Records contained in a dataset
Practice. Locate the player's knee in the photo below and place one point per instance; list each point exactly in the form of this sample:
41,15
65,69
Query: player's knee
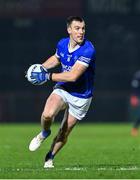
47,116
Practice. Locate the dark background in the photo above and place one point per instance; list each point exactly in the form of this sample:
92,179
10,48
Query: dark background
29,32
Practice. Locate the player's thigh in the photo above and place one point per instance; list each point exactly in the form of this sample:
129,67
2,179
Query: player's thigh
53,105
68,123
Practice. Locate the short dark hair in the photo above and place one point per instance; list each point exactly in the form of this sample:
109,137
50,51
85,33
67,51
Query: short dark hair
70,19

==

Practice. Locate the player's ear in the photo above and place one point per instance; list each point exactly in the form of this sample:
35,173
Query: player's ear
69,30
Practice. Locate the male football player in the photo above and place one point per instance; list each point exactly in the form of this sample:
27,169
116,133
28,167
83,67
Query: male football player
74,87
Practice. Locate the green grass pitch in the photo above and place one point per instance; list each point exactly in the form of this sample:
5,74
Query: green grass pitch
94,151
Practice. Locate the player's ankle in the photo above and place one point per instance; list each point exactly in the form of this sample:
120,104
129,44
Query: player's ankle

--

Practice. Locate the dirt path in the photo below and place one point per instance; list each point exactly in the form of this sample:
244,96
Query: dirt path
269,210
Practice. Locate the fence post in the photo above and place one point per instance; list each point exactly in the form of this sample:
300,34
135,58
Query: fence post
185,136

PROBLEM DESCRIPTION
Whenever a line of the data above holds the word "below", it counts once; report the total number of such lines and nothing more.

YOUR RESPONSE
2